▶ [Instructions to follow] Render every line of the rows below as a Markdown table with two columns, No. holding the line number and Text holding the line. Leave out the blank lines.

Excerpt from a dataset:
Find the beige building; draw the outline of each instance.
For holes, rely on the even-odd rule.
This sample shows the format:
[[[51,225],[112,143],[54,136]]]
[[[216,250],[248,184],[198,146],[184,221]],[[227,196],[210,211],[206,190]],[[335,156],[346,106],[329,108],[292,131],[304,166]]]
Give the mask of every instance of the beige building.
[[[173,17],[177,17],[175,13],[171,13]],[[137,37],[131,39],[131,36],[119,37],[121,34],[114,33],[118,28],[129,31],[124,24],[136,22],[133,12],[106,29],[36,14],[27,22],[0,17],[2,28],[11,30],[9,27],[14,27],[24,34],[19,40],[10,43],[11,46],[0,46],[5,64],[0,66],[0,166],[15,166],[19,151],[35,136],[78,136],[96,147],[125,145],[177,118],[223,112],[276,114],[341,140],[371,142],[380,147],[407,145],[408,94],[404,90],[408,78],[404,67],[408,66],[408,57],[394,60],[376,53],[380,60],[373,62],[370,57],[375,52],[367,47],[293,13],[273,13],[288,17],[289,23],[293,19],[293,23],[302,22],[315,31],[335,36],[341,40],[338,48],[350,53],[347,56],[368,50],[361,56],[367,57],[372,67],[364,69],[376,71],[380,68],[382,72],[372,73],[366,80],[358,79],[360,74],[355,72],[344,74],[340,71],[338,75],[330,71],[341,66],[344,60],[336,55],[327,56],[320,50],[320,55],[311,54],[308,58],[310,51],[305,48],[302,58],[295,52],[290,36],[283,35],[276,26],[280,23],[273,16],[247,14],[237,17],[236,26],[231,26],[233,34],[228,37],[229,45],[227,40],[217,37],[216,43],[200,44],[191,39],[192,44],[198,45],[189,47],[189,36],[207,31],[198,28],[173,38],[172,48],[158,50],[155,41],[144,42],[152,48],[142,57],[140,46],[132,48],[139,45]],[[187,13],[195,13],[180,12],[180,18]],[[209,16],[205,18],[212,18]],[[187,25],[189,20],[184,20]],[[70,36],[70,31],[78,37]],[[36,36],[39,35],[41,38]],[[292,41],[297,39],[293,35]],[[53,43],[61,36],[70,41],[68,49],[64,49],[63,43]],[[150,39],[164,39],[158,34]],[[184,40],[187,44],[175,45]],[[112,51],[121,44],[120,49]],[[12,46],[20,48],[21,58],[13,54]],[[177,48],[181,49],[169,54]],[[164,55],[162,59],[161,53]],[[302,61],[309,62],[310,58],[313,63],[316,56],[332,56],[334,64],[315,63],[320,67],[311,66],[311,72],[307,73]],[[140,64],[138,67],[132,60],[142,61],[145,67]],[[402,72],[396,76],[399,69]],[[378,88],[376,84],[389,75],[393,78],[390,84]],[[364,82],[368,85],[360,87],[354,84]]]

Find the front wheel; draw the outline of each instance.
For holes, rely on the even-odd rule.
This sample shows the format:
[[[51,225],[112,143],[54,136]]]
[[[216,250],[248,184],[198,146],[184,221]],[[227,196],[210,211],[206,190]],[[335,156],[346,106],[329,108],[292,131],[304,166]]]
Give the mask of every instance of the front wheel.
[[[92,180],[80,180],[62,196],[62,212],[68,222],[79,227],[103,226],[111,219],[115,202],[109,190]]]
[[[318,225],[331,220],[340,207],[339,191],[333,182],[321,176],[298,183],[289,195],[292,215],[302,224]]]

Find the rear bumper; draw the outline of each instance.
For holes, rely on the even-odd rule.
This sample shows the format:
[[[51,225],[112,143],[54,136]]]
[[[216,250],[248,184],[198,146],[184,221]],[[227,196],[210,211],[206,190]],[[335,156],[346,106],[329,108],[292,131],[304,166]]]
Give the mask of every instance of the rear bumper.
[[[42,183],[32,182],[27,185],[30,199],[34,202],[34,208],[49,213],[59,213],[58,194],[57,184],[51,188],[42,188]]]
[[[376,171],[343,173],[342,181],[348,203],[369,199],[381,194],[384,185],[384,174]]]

▶ [Response]
| No. | Text |
|---|---|
| 1 | Find the beige building; draw the outline of each instance. |
| 2 | For holes, rely on the even-odd rule. |
| 3 | This sample shows the format: |
| 4 | [[[51,225],[112,143],[54,136]]] |
| 5 | [[[216,250],[248,184],[198,146],[184,221]],[[227,196],[210,211],[206,190]],[[335,156],[346,106],[329,108],[292,131],[304,166]]] |
| 6 | Give the mask of every instance of the beige building. |
| 7 | [[[173,17],[177,17],[175,13],[171,13]],[[137,37],[131,39],[131,36],[119,37],[121,34],[114,33],[118,28],[129,31],[124,24],[136,22],[133,12],[106,29],[36,14],[27,22],[0,17],[2,28],[11,30],[9,27],[14,27],[24,34],[19,40],[10,43],[11,46],[0,46],[5,64],[0,66],[0,166],[15,166],[19,151],[35,136],[78,136],[96,147],[125,145],[177,118],[223,112],[276,114],[341,140],[371,142],[380,147],[407,145],[408,94],[404,90],[408,78],[404,67],[408,66],[408,57],[394,60],[376,53],[380,60],[373,62],[370,57],[375,52],[367,47],[293,13],[273,13],[288,17],[289,23],[293,19],[293,23],[302,22],[315,31],[335,36],[341,40],[338,48],[350,53],[347,56],[368,50],[361,56],[367,57],[372,67],[364,69],[376,71],[380,68],[382,72],[372,73],[366,80],[358,79],[360,74],[355,72],[344,74],[340,71],[338,75],[330,71],[341,66],[344,60],[336,55],[327,56],[320,50],[320,55],[311,54],[308,58],[310,51],[305,48],[302,58],[295,52],[290,36],[283,35],[276,26],[280,23],[273,16],[247,14],[237,17],[236,26],[231,26],[233,34],[228,37],[229,45],[227,40],[217,37],[216,43],[200,44],[191,39],[192,44],[198,45],[189,47],[189,36],[207,31],[198,28],[173,38],[172,48],[158,50],[155,41],[144,42],[152,48],[142,57],[140,46],[132,48],[139,45]],[[187,13],[195,13],[180,12],[180,18]],[[209,16],[205,18],[212,18]],[[187,25],[189,20],[184,20]],[[70,36],[70,31],[78,37]],[[36,36],[39,35],[41,38]],[[292,41],[297,39],[293,35]],[[53,43],[61,36],[70,41],[68,49],[64,49],[63,43]],[[150,39],[164,39],[158,34]],[[184,40],[187,44],[175,45]],[[112,51],[121,44],[120,49]],[[12,46],[20,48],[21,58],[13,54]],[[177,48],[181,49],[169,54]],[[164,55],[162,59],[161,53]],[[302,61],[309,62],[310,58],[313,63],[316,56],[332,56],[334,64],[315,63],[320,67],[311,66],[311,72],[307,73]],[[140,64],[138,67],[132,60],[142,61],[145,67]],[[402,72],[396,76],[399,69]],[[378,88],[376,84],[389,75],[393,78],[390,84]],[[364,82],[368,85],[360,87],[354,84]]] |
| 8 | Find the front wheel; draw the outline of each instance. |
| 9 | For holes, rely on the even-odd rule. |
| 10 | This sample shows the format: |
| 11 | [[[51,225],[112,143],[54,136]]] |
| 12 | [[[216,250],[248,184],[198,146],[184,221]],[[227,196],[210,211],[206,190]],[[335,156],[346,106],[329,108],[292,131],[304,166]]] |
| 13 | Give the mask of every instance of the front wheel. |
| 14 | [[[92,180],[80,180],[62,196],[62,212],[68,222],[79,227],[103,226],[111,219],[115,202],[109,190]]] |
| 15 | [[[318,225],[331,220],[340,207],[339,191],[333,182],[321,176],[298,183],[289,195],[292,215],[302,224]]] |
| 16 | Find the rear bumper; draw the outline of each instance. |
| 17 | For holes, rely on the even-odd rule. |
| 18 | This sample shows the format: |
| 19 | [[[51,225],[112,143],[54,136]]] |
| 20 | [[[216,250],[248,184],[198,146],[184,221]],[[227,196],[210,211],[206,190]],[[335,156],[346,106],[329,108],[292,131],[304,166]]] |
| 21 | Give the mask of every instance of the rear bumper. |
| 22 | [[[42,183],[32,182],[27,185],[30,199],[34,202],[34,208],[49,213],[59,213],[58,194],[57,184],[51,188],[42,188]]] |
| 23 | [[[376,171],[343,173],[342,181],[348,203],[369,199],[381,194],[384,185],[384,174]]] |